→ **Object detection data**
□ □ □
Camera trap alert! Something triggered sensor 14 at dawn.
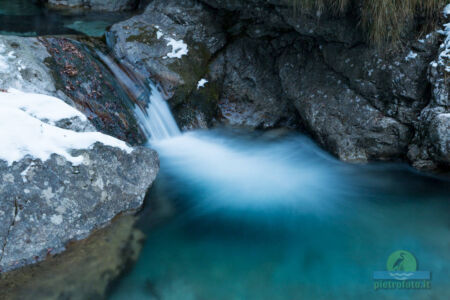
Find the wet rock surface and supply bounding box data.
[0,215,143,300]
[0,36,146,145]
[108,0,225,126]
[40,37,146,144]
[0,144,159,272]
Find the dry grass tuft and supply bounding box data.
[288,0,450,46]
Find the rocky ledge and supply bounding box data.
[108,0,450,170]
[0,37,159,274]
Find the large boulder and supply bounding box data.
[408,14,450,169]
[206,38,297,128]
[279,43,412,162]
[0,215,144,300]
[0,144,158,272]
[48,0,139,11]
[0,90,159,272]
[0,36,146,144]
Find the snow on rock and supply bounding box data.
[405,51,417,61]
[164,37,189,58]
[197,78,208,90]
[0,89,132,165]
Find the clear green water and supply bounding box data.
[110,131,450,300]
[0,0,131,37]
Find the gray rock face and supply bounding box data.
[279,45,412,162]
[48,0,139,11]
[211,38,296,128]
[408,18,450,169]
[0,144,159,272]
[0,215,143,300]
[108,0,225,125]
[106,0,448,168]
[0,36,146,145]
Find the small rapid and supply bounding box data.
[99,54,450,300]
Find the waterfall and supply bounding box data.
[96,50,180,142]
□ □ □
→ **Stated goal**
Copy out the listing above line for line without changing a word, but leave out the pictures.

→ **Exercise result**
Camera trap alert! Something triggered sensor 14 at dawn.
Find the wet rock surface and supply bounding box data.
[0,215,143,300]
[0,36,146,145]
[108,0,225,126]
[40,37,146,144]
[0,144,159,272]
Find the dry grass tuft and supply bounding box data.
[288,0,450,46]
Find the rocky ledge and supply bounding box data.
[108,0,450,170]
[0,37,159,274]
Find the large boulder and supply bounding box data.
[408,14,450,169]
[206,38,297,128]
[279,43,412,162]
[0,215,144,300]
[0,144,158,272]
[48,0,139,11]
[0,90,159,272]
[0,36,146,144]
Find the snow on rock and supply bounding box data.
[405,51,417,61]
[164,37,189,58]
[197,78,208,90]
[0,89,132,165]
Find the clear green water and supply bounding box data.
[110,131,450,300]
[0,0,131,37]
Find the gray rock face and supply bounding box data.
[279,45,412,162]
[48,0,139,11]
[211,38,296,128]
[408,18,450,169]
[0,144,159,272]
[0,215,143,300]
[108,0,225,125]
[106,0,448,168]
[0,36,146,145]
Find the small rapid and supply bounding box data.
[99,54,450,300]
Find the waterfall and supply bounding box data.
[96,50,180,142]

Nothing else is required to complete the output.